Document segment →

*** Begin section ***

By the early 80's, the old Kiss magic started to wear out. Two of the founding members, guitarist Ace Frehley and drummer Peter Criss, were booted from the band because of their drug addictions. Simmons and singer Paul Stanley soldiered on, adding additional sidemen and even losing the greasepaint by 1983. For the next ten years, Kiss kept making albums and playing concerts as a fairly conventional heavy metal band. They maintained their fan base, still sold records and sold out halls, but gradually drifted away from the notice of the mass audience.
Then, five years ago, a one-off appearance on MTV's "Unplugged" program turned into a full-fledged reunion of the band's original lineup. Figuring that everything old was new again, Kiss pulled their makeup and platform shoes out of storage and announced a worldwide tour. To the surprise of most (including, they eventually admitted, the band members themselves) the new shows sold out in record time. The 1995-96 Kiss tour produced some of the most lucrative rock concerts of all time.

*** End section ***

[Referring expression grounding data]
*** Begin section ***

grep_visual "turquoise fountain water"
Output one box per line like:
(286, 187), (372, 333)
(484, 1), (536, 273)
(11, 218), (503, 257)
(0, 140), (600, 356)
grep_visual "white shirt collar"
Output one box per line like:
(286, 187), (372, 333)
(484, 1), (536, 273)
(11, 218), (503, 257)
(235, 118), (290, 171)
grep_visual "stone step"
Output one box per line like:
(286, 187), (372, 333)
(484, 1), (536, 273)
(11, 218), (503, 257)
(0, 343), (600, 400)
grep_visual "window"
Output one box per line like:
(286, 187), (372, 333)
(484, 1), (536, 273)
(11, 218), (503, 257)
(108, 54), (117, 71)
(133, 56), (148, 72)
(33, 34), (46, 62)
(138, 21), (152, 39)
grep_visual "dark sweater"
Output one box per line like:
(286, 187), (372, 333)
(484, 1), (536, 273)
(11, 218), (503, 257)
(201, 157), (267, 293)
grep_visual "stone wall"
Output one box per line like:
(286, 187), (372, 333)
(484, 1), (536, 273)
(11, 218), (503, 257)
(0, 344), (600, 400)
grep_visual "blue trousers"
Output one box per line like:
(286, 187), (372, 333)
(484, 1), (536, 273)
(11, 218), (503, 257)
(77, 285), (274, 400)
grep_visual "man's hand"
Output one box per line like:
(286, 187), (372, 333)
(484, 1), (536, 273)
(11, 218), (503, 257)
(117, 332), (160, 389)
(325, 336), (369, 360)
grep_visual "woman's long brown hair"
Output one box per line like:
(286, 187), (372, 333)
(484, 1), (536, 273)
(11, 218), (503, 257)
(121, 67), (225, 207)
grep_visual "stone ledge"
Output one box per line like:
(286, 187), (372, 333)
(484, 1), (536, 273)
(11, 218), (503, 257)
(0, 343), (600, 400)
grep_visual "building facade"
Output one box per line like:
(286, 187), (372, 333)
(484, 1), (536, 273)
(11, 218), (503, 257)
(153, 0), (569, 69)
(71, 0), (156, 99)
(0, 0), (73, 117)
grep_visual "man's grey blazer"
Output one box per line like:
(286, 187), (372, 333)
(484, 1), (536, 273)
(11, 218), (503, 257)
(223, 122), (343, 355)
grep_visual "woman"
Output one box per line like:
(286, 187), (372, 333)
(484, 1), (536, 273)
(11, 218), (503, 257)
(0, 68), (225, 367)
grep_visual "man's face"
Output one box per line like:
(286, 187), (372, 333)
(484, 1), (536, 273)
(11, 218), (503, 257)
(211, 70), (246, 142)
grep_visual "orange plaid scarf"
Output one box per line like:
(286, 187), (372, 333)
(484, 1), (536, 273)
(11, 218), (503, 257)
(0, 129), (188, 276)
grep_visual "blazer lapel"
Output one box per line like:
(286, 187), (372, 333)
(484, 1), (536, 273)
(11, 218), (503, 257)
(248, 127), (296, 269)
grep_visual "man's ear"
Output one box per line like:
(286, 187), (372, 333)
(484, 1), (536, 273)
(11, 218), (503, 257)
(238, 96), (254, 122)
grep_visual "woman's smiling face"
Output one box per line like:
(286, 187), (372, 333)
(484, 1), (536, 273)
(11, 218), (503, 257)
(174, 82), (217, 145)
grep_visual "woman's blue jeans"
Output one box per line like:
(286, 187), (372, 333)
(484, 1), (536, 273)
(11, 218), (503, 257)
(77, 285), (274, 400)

*** End section ***

Required action 1 → According to the passage about Kiss, which two founding members were removed from the band because of their drug addictions?
Required action 2 → Continue the passage about Kiss from its final sentence.

Written answer 1 → Guitarist Ace Frehley and drummer Peter Criss.

Written answer 2 →
There wasn't much new here (Simmons noted that the band had "forgotten ever song we've written since about 1978" for the tour), but for the thirty- and forty-ish fans who'd been around the first time, and for younger people who'd missed the circus the first time around, the tour was a two-hour time machine back to the glorious excesses of the '70's.
I was one of those 'younger people' back in Kiss's heyday. I was never a fan of the group--let's face it, their music stinks, and I was about seven years old when they were in their prime, way too young to go to a rock show. But I did catch a show on the '95 reunion tour, and I freely and happily admit, it was probably the most entertaining of the scores of concerts I've seen in my life.
This is not a "musician's band." Peter Criss plays drums like a girl. Paul Stanley is in love with himself. Ace Frehley could make a freight train take a dirt road. Gene Simmons is scary looking without makeup. But put them all together with some greasepaint and about a million lights, and it's somehow unspeakably cool.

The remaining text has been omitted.